Work to complete — Repeat the data verbatim, images excluded.

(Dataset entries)
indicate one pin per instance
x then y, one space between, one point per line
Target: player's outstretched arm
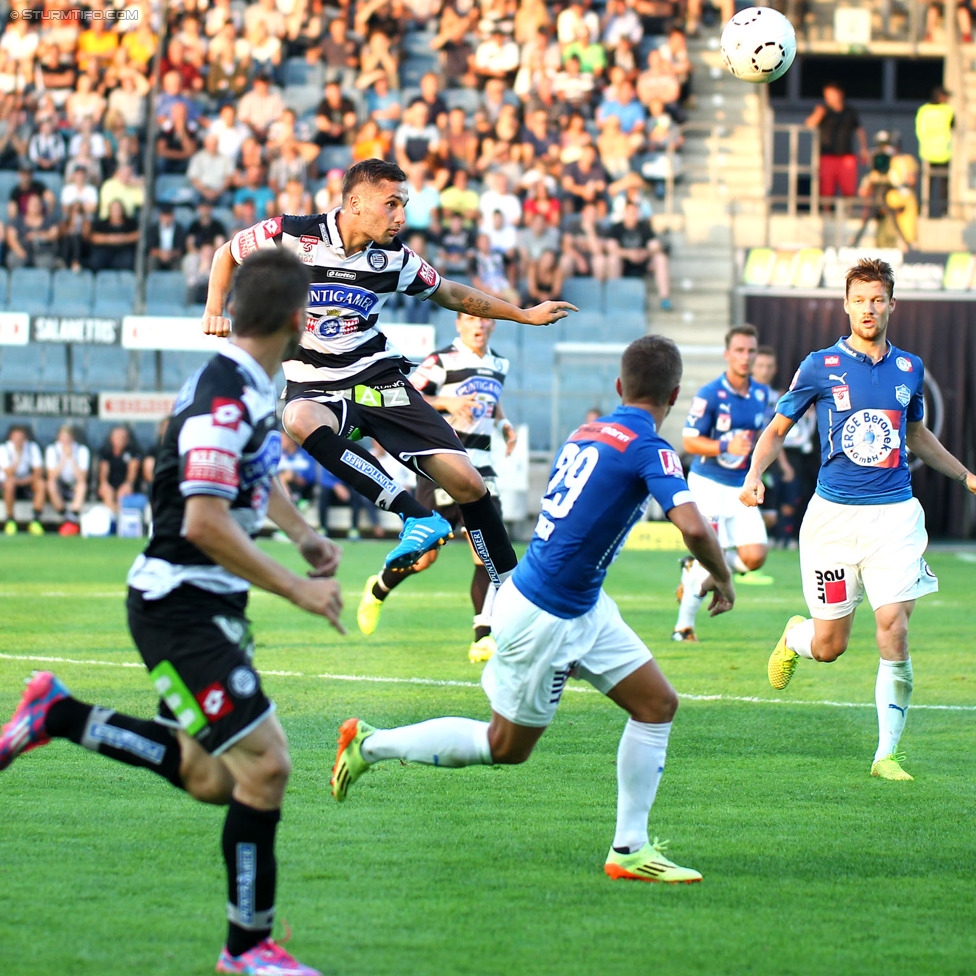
209 525
703 544
458 297
768 446
322 554
929 449
221 276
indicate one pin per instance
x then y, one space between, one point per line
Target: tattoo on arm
475 305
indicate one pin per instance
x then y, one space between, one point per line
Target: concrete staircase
721 187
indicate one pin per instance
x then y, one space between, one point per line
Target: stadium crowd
526 128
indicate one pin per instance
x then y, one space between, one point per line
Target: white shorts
849 551
736 524
538 653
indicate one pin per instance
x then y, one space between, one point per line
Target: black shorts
389 410
435 498
198 648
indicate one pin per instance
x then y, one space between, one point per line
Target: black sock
490 541
134 741
353 464
390 581
248 843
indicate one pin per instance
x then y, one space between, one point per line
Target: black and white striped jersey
222 440
457 370
342 344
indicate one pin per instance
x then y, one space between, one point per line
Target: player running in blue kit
722 425
552 620
864 532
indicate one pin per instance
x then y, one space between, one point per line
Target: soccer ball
758 45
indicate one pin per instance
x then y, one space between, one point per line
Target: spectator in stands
230 132
455 246
196 271
22 477
266 52
431 97
340 54
75 230
209 172
113 240
335 118
56 73
294 198
228 67
377 58
488 271
260 106
32 238
838 124
459 198
46 150
205 229
27 186
586 180
177 141
67 463
584 245
634 252
119 461
126 188
84 102
165 241
416 138
256 189
96 46
383 106
459 146
129 99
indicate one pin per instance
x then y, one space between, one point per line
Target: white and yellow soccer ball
758 45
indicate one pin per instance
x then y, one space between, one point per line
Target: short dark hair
871 269
744 329
268 288
650 370
372 171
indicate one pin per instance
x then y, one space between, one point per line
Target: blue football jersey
863 409
598 489
718 410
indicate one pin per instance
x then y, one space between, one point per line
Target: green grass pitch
810 866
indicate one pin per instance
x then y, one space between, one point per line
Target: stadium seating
100 368
625 294
71 292
115 293
30 290
165 293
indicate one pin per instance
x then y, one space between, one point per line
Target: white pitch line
449 683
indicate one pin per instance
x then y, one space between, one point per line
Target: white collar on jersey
261 381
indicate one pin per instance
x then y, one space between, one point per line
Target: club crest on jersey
670 462
871 438
226 413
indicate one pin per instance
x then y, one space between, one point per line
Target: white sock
799 639
690 600
735 562
892 693
640 763
438 742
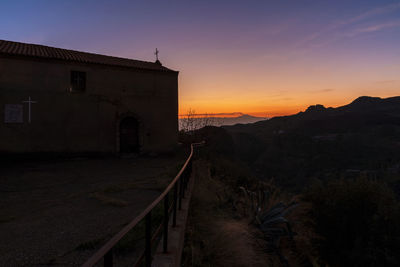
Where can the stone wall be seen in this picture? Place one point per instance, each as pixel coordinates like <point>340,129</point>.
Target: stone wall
<point>65,121</point>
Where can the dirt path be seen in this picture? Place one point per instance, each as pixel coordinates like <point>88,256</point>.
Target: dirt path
<point>58,213</point>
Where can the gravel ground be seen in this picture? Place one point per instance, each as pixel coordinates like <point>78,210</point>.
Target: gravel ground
<point>58,213</point>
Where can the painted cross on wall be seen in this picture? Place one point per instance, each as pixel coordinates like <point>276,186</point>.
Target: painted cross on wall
<point>30,102</point>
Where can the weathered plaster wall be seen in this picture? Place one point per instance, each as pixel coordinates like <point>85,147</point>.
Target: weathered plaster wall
<point>86,121</point>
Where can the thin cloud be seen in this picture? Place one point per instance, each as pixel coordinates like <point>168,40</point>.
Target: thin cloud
<point>379,27</point>
<point>358,18</point>
<point>326,90</point>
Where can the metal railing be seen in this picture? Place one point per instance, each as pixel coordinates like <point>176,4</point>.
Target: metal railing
<point>178,186</point>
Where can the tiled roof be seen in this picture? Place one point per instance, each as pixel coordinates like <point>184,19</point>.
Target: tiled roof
<point>41,51</point>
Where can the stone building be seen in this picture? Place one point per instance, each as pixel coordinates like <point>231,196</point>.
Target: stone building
<point>58,100</point>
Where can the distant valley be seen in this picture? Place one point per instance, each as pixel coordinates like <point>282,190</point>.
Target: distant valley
<point>197,123</point>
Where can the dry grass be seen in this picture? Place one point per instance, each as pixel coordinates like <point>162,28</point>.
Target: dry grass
<point>107,200</point>
<point>214,237</point>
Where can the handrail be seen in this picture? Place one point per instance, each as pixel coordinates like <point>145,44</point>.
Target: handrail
<point>107,248</point>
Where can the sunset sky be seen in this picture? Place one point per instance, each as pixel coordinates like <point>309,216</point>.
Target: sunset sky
<point>263,58</point>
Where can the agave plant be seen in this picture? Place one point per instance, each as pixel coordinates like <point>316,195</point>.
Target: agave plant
<point>271,221</point>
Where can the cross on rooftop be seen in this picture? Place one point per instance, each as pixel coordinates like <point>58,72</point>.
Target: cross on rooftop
<point>156,53</point>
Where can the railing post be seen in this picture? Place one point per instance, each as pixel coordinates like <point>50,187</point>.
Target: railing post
<point>183,183</point>
<point>175,204</point>
<point>148,240</point>
<point>108,259</point>
<point>165,239</point>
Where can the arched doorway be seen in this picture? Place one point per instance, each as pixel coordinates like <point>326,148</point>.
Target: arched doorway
<point>129,135</point>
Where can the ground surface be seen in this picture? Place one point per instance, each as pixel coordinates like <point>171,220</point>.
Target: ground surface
<point>59,212</point>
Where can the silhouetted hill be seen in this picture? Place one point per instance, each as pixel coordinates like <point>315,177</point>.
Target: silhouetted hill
<point>361,137</point>
<point>221,121</point>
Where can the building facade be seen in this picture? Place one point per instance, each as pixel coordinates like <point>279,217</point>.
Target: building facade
<point>58,100</point>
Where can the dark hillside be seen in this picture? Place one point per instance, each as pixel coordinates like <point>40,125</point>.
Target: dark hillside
<point>361,137</point>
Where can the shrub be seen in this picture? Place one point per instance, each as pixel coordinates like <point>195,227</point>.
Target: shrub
<point>357,221</point>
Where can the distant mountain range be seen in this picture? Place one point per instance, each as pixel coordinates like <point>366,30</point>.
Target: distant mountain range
<point>220,121</point>
<point>361,138</point>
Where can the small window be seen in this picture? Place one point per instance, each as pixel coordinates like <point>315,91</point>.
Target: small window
<point>78,81</point>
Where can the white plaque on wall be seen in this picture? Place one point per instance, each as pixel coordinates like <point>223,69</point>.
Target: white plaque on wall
<point>13,113</point>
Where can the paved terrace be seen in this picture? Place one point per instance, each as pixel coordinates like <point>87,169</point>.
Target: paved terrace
<point>59,212</point>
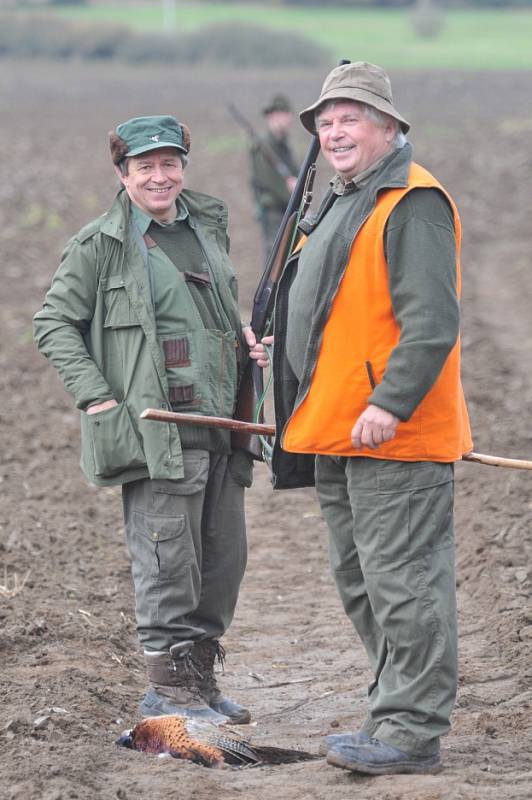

Response —
indicate one pin per instance
x then y, one space between, one point per line
Target: player's outstretched arm
209 525
703 544
458 297
768 446
322 554
929 449
221 276
indicate one pin per instance
x then y, one space between, one point per line
Target: tattoo on arm
475 305
indicate one pin per instance
x then y, one space between, one point per line
Target: concrete staircase
721 187
indicate one pin per instance
x then y, one space between, one point per line
Target: stadium crowd
526 128
indicate one pin per instance
x then y, one space between, one point per line
Target: white shorts
849 551
736 524
538 653
indicate one pin per instance
x then y, one space between, one point per line
Target: black shorts
389 410
435 498
198 648
indicate one pin per instance
x then y, one space between, one point per line
Target: black sock
490 541
134 741
353 464
390 581
248 843
indicate one pin per instance
x then y, one space between, one point per line
Target: black and white striped jersey
222 440
457 370
342 344
indicate one pin per instance
x then y, one space between, one point per line
Target: player running in blue kit
722 425
552 620
864 532
indicate one pin per instance
x then y, one space between, one point per line
Target: soccer ball
758 45
indicate one pin per instance
x then y, one space between, one point per line
Target: spectator in stands
230 132
455 246
196 271
22 477
266 52
431 97
340 54
75 230
209 172
113 240
335 118
56 73
294 198
228 67
377 58
488 271
260 106
32 238
838 124
459 198
46 150
205 229
27 186
586 180
177 141
67 463
584 245
634 252
119 461
126 188
84 102
165 241
416 138
256 189
96 46
383 106
459 146
129 99
indicate one pin per instance
x then y, one space between, one point per line
Target: white and yellow soccer ball
758 45
indicate one pin per instance
x then y, one space between, one point per line
Target: short dark hair
871 269
744 329
268 288
650 370
372 171
indicate one pin per instance
x then y, one space between, one point per line
Target: blue football jersey
863 409
598 489
718 410
indicate one pin per instance
x then y, one space between, one point per line
Target: green grass pitch
810 866
indicate one pin per instance
x then y, one space between, one point per line
Target: stadium seating
100 368
625 294
71 292
115 293
30 290
165 293
indicate one pin per instance
x then y, one space between, one point per line
Target: white pitch line
449 683
indicate one pin per instance
x then y, one space between, one point per line
Target: white collar on jersey
261 381
indicate one pin per instance
x then y, one space between, one point per line
Target: club crest on jersey
670 462
871 438
226 413
indicate one pin per instance
x then y, one space between, one point per line
Target: white sock
799 639
690 600
735 562
892 693
640 763
438 742
Where can the stone wall be seen in this picture? Place one point per instance, each as pixel coordinates like <point>340,129</point>.
Target: stone wall
<point>65,121</point>
Where can the dirt path be seen in this picture? Place one point per instance, each as pixel coordinates like <point>88,256</point>.
Target: dirt path
<point>58,213</point>
Where can the gravel ground be seen in this picture? Place one point per instance, each as pixel coordinates like <point>78,210</point>.
Target: gravel ground
<point>58,213</point>
Where can the painted cross on wall be seen in this picture? Place one point per instance, each as pixel coordinates like <point>276,186</point>.
Target: painted cross on wall
<point>30,102</point>
Where can the weathered plaster wall be seen in this picture? Place one point per instance, each as pixel coordinates like <point>85,147</point>.
Target: weathered plaster wall
<point>86,121</point>
Where can the thin cloud be seen in this picture? Place one point per instance, each as pixel coordinates like <point>168,40</point>.
Target: thin cloud
<point>379,27</point>
<point>358,18</point>
<point>326,90</point>
Where can the metal railing be seen in this picture? Place one point per instance, each as pixel coordinates like <point>176,4</point>.
Target: metal railing
<point>178,186</point>
Where can the tiled roof be seen in this picture? Place one point per instance, each as pixel coordinates like <point>184,19</point>.
Target: tiled roof
<point>41,51</point>
Where can the stone building be seen in this picture? Place one point per instance, each as pixel coordinates like <point>231,196</point>.
Target: stone building
<point>58,100</point>
Where can the distant valley be seen in this picture? Place one point per instance, each as pixel coordinates like <point>282,190</point>.
Target: distant valley
<point>197,123</point>
Where can the dry grass be seen in this picture? Place one point per instance, each as pixel coordinates like <point>162,28</point>.
Target: dry grass
<point>107,200</point>
<point>214,237</point>
Where can the handrail be seen in this picture? Place one point per instance, each as pixel coordinates like <point>145,44</point>.
Target: handrail
<point>107,248</point>
Where can the sunset sky be seen in this picture? Place one point per instance, each as pixel coordinates like <point>309,216</point>.
Target: sunset sky
<point>263,58</point>
Where can the agave plant be seen in this picture? Place one point per instance, each as pixel coordinates like <point>316,195</point>.
Target: agave plant
<point>271,221</point>
Where can the cross on rooftop be seen in this picture? Place one point per instance, each as pixel coordinates like <point>58,72</point>.
Target: cross on rooftop
<point>156,53</point>
Where can the railing post be seen in this picture? Place one point per instance, each as pixel coordinates like <point>50,187</point>.
Target: railing post
<point>183,183</point>
<point>175,204</point>
<point>148,240</point>
<point>108,259</point>
<point>165,239</point>
Where can the arched doorway be seen in this picture? Place one point per instance, each as pixel coordinates like <point>326,148</point>.
Target: arched doorway
<point>129,135</point>
Where can the ground surface be seen in this picture? Place one point per instance, each as pixel coordinates like <point>171,220</point>.
Target: ground surface
<point>59,212</point>
Where can the silhouetted hill be seen in this picture? Place one point per instance, each as pixel coordinates like <point>315,177</point>.
Target: silhouetted hill
<point>361,137</point>
<point>221,121</point>
Where can the building facade be seen in this picture? Place one point per instance, each as pixel coordinates like <point>279,217</point>.
Target: building facade
<point>58,100</point>
Where can the dark hillside be seen in this picture? Place one point per instance, each as pixel coordinates like <point>40,125</point>.
Target: dark hillside
<point>361,137</point>
Where can the shrub be seen in this picture? Place one point per instance, each as pixel coordinates like <point>195,227</point>.
Target: shrub
<point>357,221</point>
Where can the distant mountain range be seen in this picture? Place one point per instance, each as pixel coordinates like <point>366,30</point>.
Target: distant mountain range
<point>220,121</point>
<point>361,138</point>
Where can the small window be seen in this picture? Place one point per instance, each as pixel coordinates like <point>315,91</point>.
Target: small window
<point>78,81</point>
Where can the white plaque on wall be seen in this picture? Place one point per instance, each as pixel coordinates like <point>223,69</point>.
Target: white plaque on wall
<point>13,113</point>
Where can the paved terrace be seen in this picture? Place one point per instance, each as pixel coordinates like <point>87,169</point>.
Target: paved terrace
<point>59,212</point>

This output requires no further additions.